[Contour labeling items]
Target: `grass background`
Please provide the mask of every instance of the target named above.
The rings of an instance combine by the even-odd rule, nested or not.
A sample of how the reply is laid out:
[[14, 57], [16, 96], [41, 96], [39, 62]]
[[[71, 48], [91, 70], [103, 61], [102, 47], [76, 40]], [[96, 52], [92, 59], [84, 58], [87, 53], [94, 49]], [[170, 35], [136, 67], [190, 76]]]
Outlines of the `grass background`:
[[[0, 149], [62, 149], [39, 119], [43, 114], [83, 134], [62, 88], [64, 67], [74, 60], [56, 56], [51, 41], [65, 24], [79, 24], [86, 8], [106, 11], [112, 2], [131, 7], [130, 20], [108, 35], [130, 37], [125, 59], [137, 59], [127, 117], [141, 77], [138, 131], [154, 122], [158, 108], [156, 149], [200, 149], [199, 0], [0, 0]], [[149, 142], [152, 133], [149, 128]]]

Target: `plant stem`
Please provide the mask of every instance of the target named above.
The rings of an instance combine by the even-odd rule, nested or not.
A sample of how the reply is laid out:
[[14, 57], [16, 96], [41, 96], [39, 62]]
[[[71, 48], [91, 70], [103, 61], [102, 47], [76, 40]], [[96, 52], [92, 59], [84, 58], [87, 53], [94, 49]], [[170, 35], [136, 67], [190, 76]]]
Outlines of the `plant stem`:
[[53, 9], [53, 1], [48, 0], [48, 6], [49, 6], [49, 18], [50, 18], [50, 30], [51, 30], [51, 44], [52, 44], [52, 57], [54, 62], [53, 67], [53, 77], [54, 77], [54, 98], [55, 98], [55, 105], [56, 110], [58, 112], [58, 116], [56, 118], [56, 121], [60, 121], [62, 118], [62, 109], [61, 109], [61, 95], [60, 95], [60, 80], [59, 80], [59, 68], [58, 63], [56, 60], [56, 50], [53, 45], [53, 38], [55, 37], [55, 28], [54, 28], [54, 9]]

Set exercise: Rescale the items: begin at the first line of the items and stop after the line containing "133], [149, 128]]]", and reproduce only those lines with the requests left unchanged. Multiply every coordinate in the answers by 1.3 and round each result to a whole number, rounding halves up.

Correct answer:
Target: `grass background`
Please provide the mask of every instance of the target named above.
The rings of an instance combine by the even-odd rule, nested or not.
A sample of how the reply is laid out:
[[14, 57], [16, 96], [41, 96], [39, 62]]
[[[71, 48], [91, 70], [103, 61], [102, 47], [76, 40]], [[96, 52], [92, 59], [84, 58], [87, 53], [94, 49]], [[170, 35], [136, 67], [190, 76]]]
Outlines of the `grass background`:
[[[0, 194], [81, 194], [51, 155], [56, 148], [108, 174], [81, 114], [83, 87], [96, 78], [73, 73], [66, 53], [85, 31], [103, 31], [112, 10], [138, 14], [146, 3], [170, 9], [169, 26], [140, 46], [169, 48], [163, 77], [178, 77], [165, 152], [183, 100], [179, 170], [200, 159], [205, 140], [203, 194], [260, 194], [259, 0], [0, 0]], [[194, 185], [198, 173], [194, 166]]]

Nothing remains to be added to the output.